▸ **TO BE DONE**:
Turn the rows, from their start through the line that contains "xmin=423 ymin=285 xmax=487 ymax=358", into a numbered list without blank lines, and leave the pictures out.

▸ **Image annotation data**:
>> start

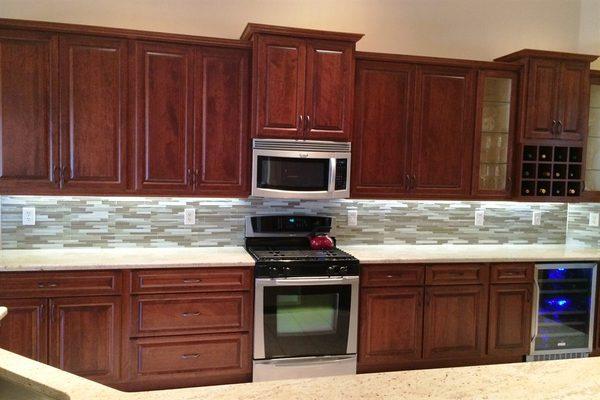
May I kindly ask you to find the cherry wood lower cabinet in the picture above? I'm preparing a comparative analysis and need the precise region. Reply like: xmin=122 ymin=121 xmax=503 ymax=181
xmin=49 ymin=296 xmax=121 ymax=383
xmin=423 ymin=285 xmax=487 ymax=358
xmin=358 ymin=263 xmax=533 ymax=372
xmin=0 ymin=299 xmax=48 ymax=362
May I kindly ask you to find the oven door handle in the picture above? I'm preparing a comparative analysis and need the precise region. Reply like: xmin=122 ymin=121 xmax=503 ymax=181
xmin=256 ymin=276 xmax=358 ymax=286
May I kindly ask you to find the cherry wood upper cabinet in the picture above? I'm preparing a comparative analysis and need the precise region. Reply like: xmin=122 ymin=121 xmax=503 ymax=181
xmin=496 ymin=49 xmax=597 ymax=142
xmin=59 ymin=35 xmax=128 ymax=193
xmin=423 ymin=285 xmax=488 ymax=359
xmin=488 ymin=283 xmax=533 ymax=356
xmin=135 ymin=42 xmax=194 ymax=194
xmin=242 ymin=24 xmax=362 ymax=141
xmin=0 ymin=30 xmax=58 ymax=194
xmin=304 ymin=40 xmax=354 ymax=140
xmin=352 ymin=60 xmax=416 ymax=197
xmin=194 ymin=48 xmax=250 ymax=196
xmin=0 ymin=299 xmax=48 ymax=362
xmin=471 ymin=69 xmax=519 ymax=199
xmin=49 ymin=296 xmax=121 ymax=383
xmin=410 ymin=66 xmax=476 ymax=197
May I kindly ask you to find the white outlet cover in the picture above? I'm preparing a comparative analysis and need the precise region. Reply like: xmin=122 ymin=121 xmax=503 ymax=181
xmin=23 ymin=207 xmax=35 ymax=225
xmin=348 ymin=209 xmax=358 ymax=226
xmin=590 ymin=213 xmax=600 ymax=226
xmin=475 ymin=210 xmax=485 ymax=226
xmin=531 ymin=211 xmax=542 ymax=225
xmin=183 ymin=208 xmax=196 ymax=225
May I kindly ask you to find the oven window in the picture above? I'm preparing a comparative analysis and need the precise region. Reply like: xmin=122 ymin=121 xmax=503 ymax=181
xmin=264 ymin=285 xmax=351 ymax=358
xmin=256 ymin=156 xmax=329 ymax=192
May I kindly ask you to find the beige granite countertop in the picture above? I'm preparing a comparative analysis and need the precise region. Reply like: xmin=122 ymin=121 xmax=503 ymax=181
xmin=0 ymin=244 xmax=600 ymax=272
xmin=0 ymin=247 xmax=254 ymax=272
xmin=0 ymin=349 xmax=600 ymax=400
xmin=340 ymin=244 xmax=600 ymax=264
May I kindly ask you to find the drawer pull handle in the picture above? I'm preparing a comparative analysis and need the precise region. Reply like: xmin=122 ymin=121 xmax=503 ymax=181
xmin=181 ymin=311 xmax=200 ymax=317
xmin=181 ymin=353 xmax=200 ymax=360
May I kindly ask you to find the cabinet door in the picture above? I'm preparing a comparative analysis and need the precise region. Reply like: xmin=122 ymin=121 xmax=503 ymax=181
xmin=358 ymin=287 xmax=423 ymax=365
xmin=253 ymin=35 xmax=306 ymax=139
xmin=423 ymin=285 xmax=487 ymax=359
xmin=60 ymin=35 xmax=128 ymax=193
xmin=0 ymin=30 xmax=58 ymax=194
xmin=557 ymin=61 xmax=590 ymax=141
xmin=471 ymin=70 xmax=519 ymax=199
xmin=525 ymin=59 xmax=560 ymax=139
xmin=194 ymin=48 xmax=250 ymax=196
xmin=304 ymin=40 xmax=354 ymax=141
xmin=411 ymin=66 xmax=475 ymax=197
xmin=352 ymin=61 xmax=415 ymax=197
xmin=488 ymin=283 xmax=532 ymax=356
xmin=135 ymin=42 xmax=193 ymax=193
xmin=49 ymin=297 xmax=121 ymax=382
xmin=0 ymin=299 xmax=48 ymax=363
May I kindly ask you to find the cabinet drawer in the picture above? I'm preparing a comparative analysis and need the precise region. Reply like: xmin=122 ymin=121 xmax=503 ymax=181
xmin=133 ymin=333 xmax=251 ymax=379
xmin=132 ymin=268 xmax=252 ymax=293
xmin=132 ymin=292 xmax=252 ymax=336
xmin=361 ymin=264 xmax=425 ymax=287
xmin=425 ymin=263 xmax=489 ymax=285
xmin=490 ymin=263 xmax=533 ymax=283
xmin=0 ymin=271 xmax=121 ymax=297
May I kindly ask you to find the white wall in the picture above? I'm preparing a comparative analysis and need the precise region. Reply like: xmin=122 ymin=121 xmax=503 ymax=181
xmin=0 ymin=0 xmax=600 ymax=60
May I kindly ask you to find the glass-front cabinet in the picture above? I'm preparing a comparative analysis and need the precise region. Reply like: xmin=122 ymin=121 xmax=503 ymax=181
xmin=473 ymin=70 xmax=519 ymax=198
xmin=584 ymin=71 xmax=600 ymax=200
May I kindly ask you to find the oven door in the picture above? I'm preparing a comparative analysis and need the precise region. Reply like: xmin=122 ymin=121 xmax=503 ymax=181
xmin=252 ymin=149 xmax=350 ymax=199
xmin=254 ymin=276 xmax=359 ymax=360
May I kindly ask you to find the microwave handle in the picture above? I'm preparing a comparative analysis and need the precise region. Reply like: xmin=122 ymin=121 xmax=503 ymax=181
xmin=329 ymin=158 xmax=337 ymax=194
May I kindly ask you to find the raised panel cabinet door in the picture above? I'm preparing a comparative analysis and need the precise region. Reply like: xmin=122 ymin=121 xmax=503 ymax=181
xmin=358 ymin=287 xmax=423 ymax=365
xmin=0 ymin=299 xmax=48 ymax=363
xmin=557 ymin=61 xmax=590 ymax=141
xmin=525 ymin=59 xmax=560 ymax=139
xmin=59 ymin=35 xmax=128 ymax=192
xmin=410 ymin=66 xmax=475 ymax=197
xmin=253 ymin=35 xmax=306 ymax=139
xmin=352 ymin=61 xmax=415 ymax=197
xmin=304 ymin=40 xmax=354 ymax=141
xmin=0 ymin=30 xmax=58 ymax=194
xmin=488 ymin=283 xmax=533 ymax=356
xmin=423 ymin=285 xmax=488 ymax=359
xmin=135 ymin=42 xmax=194 ymax=193
xmin=49 ymin=296 xmax=121 ymax=382
xmin=194 ymin=48 xmax=250 ymax=196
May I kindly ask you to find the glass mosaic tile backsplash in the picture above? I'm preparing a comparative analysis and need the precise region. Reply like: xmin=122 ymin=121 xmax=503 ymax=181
xmin=0 ymin=196 xmax=600 ymax=249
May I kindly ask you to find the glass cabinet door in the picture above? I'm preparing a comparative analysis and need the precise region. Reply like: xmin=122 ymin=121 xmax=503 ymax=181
xmin=584 ymin=71 xmax=600 ymax=199
xmin=473 ymin=70 xmax=518 ymax=198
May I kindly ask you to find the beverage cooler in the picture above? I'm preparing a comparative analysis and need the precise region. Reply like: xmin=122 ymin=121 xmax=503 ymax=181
xmin=527 ymin=263 xmax=597 ymax=361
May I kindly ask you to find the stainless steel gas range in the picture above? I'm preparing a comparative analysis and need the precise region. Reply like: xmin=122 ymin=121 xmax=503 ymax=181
xmin=246 ymin=215 xmax=359 ymax=382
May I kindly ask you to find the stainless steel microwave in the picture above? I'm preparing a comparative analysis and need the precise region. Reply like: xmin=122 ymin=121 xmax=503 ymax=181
xmin=252 ymin=139 xmax=350 ymax=199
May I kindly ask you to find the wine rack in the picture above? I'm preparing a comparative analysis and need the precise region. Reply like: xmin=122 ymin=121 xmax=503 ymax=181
xmin=521 ymin=145 xmax=583 ymax=197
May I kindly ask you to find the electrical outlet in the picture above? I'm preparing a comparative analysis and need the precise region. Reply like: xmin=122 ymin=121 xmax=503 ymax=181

>> end

▸ **PROBLEM SOLUTION**:
1. May I kindly ask you to find the cherry wood lower cabinet in the picture above? I'm preparing a comparative analysis and need the precise region. Reply like: xmin=122 ymin=121 xmax=503 ymax=181
2. xmin=49 ymin=296 xmax=121 ymax=383
3. xmin=423 ymin=285 xmax=487 ymax=358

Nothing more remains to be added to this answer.